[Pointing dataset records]
════════════════

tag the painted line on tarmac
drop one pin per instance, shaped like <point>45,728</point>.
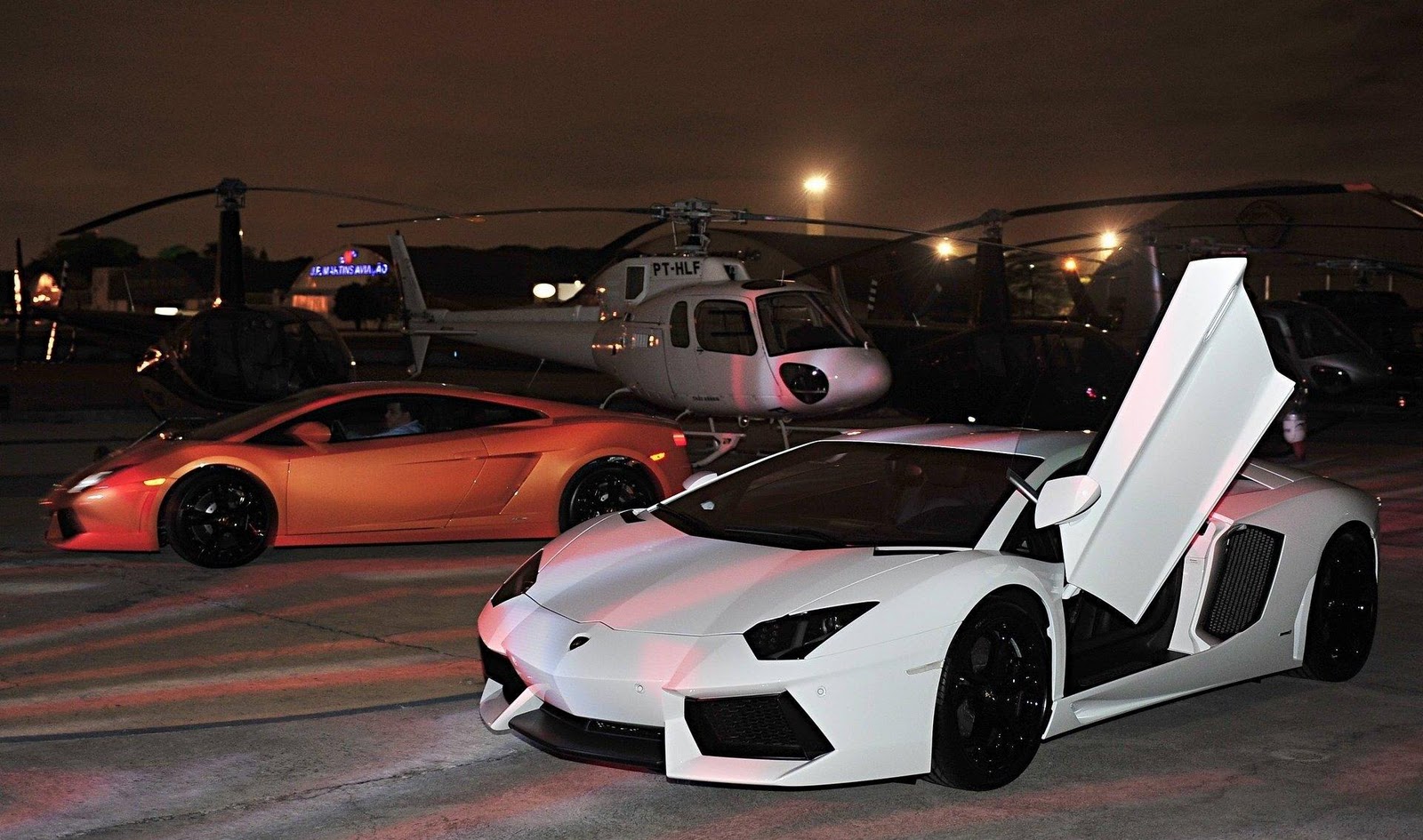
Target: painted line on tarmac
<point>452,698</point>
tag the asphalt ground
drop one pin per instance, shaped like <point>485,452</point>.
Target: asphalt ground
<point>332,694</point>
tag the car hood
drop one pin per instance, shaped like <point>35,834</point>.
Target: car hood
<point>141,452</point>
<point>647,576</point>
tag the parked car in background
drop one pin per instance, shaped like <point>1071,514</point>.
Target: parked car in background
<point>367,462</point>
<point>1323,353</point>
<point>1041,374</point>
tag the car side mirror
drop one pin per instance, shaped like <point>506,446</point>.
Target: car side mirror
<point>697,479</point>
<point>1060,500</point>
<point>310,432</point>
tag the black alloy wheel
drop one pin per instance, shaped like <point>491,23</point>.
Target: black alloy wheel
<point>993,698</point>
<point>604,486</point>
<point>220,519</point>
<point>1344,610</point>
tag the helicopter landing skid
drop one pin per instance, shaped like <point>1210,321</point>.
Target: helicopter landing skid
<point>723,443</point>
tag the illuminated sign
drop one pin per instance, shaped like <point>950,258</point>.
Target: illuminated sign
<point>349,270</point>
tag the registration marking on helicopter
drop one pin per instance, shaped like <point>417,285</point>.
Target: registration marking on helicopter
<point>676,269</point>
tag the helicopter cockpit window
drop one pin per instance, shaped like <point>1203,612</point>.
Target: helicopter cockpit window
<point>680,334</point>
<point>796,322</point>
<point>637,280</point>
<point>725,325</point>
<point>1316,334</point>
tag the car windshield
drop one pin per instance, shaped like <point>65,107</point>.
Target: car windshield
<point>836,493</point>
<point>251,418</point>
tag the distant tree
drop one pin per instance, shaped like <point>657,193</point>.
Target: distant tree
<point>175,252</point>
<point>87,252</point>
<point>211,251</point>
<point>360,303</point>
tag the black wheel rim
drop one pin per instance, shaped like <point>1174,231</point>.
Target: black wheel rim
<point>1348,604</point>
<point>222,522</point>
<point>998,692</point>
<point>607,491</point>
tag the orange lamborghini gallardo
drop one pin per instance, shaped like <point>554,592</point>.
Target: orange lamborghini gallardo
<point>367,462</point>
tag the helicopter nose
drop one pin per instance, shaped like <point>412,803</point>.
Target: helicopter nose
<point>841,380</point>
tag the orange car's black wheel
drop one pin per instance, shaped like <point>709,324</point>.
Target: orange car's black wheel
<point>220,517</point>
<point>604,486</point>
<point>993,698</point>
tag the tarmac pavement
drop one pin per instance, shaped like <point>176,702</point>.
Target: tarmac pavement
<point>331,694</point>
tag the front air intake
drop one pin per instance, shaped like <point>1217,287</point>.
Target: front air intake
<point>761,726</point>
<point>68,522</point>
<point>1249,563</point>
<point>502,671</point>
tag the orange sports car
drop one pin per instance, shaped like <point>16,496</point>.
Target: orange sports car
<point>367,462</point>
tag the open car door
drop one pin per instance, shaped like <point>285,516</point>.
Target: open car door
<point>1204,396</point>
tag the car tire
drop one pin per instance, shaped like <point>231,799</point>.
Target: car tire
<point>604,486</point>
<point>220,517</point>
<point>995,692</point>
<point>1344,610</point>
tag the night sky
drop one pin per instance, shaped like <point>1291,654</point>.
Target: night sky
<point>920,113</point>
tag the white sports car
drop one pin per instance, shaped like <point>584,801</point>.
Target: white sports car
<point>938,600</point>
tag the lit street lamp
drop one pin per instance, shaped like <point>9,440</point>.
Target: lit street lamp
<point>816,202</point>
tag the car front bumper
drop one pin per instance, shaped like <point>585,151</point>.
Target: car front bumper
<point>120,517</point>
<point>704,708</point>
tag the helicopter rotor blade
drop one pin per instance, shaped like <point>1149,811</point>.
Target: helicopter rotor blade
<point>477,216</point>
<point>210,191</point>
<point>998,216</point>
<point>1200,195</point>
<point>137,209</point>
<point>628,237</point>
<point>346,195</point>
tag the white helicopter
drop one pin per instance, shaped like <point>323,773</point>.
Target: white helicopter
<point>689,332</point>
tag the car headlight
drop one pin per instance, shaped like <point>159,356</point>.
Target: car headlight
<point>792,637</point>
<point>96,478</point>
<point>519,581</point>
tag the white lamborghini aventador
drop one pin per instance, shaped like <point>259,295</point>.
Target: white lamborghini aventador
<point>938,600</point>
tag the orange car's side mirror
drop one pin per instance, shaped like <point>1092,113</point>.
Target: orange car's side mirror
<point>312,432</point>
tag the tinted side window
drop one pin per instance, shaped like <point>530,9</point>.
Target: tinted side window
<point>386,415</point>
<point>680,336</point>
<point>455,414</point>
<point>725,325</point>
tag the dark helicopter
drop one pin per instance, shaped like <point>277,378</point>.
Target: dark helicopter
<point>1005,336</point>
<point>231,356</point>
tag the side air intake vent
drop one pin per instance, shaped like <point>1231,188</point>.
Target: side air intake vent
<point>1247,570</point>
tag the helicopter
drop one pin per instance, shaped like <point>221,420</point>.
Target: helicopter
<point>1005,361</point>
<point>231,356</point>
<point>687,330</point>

════════════════

What this task involves:
Rewrite the items above as a JSON list of strings, one string per line and omitting blank lines, from the line containing "tag the asphalt ground" up to and including the line containing "<point>310,432</point>".

Problem solution:
[
  "tag the asphalt ground",
  "drop one pin per instance, shaped like <point>485,452</point>.",
  "Target: asphalt ground",
  "<point>332,694</point>",
  "tag the car hood",
  "drop one pin per instance, shaped like <point>35,834</point>.",
  "Target: car hood",
  "<point>141,452</point>",
  "<point>647,576</point>",
  "tag the parked car in background",
  "drop one pin per instance, shaped like <point>1071,514</point>.",
  "Target: parked car in background",
  "<point>367,462</point>",
  "<point>1323,353</point>",
  "<point>1041,374</point>",
  "tag the car side mirror",
  "drop one pin per instance, shaped like <point>506,446</point>.",
  "Target: car side mirror",
  "<point>697,479</point>",
  "<point>1060,500</point>",
  "<point>310,432</point>"
]